The records:
===============

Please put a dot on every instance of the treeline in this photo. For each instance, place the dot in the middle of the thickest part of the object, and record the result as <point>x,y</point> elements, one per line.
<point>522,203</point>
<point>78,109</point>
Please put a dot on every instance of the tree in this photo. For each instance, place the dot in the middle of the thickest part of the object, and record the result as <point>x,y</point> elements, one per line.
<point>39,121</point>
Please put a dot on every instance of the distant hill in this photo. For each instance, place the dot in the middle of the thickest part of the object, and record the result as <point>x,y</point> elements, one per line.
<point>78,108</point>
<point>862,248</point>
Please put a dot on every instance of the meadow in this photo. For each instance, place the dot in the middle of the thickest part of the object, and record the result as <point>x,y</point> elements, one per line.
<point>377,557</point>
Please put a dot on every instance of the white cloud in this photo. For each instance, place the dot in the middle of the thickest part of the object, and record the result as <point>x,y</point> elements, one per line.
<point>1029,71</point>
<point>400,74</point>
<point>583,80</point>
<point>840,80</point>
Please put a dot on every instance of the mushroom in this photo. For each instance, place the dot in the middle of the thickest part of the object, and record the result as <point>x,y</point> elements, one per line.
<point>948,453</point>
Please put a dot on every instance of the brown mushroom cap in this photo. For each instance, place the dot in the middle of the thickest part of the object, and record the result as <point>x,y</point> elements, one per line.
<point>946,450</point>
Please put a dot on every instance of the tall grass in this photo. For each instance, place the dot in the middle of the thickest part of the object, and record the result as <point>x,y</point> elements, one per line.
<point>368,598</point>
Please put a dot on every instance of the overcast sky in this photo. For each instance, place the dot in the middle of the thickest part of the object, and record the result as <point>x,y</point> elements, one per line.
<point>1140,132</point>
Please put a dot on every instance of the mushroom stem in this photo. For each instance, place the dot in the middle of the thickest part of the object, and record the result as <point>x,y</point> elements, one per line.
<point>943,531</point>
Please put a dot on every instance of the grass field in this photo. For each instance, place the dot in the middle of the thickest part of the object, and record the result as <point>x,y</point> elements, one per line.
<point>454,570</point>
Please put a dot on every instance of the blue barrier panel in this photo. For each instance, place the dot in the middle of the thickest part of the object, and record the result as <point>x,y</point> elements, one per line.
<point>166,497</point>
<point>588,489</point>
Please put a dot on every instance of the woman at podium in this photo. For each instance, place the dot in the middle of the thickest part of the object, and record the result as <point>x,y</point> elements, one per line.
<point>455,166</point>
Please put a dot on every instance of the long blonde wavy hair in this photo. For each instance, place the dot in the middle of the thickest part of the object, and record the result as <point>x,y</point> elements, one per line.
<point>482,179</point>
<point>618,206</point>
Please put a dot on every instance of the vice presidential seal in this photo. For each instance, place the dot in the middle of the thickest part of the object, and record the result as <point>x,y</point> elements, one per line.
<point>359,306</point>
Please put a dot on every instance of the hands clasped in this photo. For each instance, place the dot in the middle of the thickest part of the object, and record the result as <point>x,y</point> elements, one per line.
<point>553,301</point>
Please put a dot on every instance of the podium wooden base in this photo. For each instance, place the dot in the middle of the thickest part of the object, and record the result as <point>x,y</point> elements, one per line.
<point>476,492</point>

===============

What is being asked: Starting at the first line of the entries above and stopping after the line that contains "<point>39,121</point>", can you turn those lines into a JSON list of strings, one string per line, with blank lines left out?

Response:
[
  "Please put a dot on every instance of the treeline in this photo. For each instance, place the dot in the middle of the thickest part of the object, and record the result as <point>x,y</point> elements, one per line.",
  "<point>522,203</point>",
  "<point>78,109</point>",
  "Please put a dot on every instance of the tree in this photo. For each instance, place the dot in the middle of the thickest part of the object, and record the result as <point>x,y</point> elements, one per line.",
  "<point>39,121</point>"
]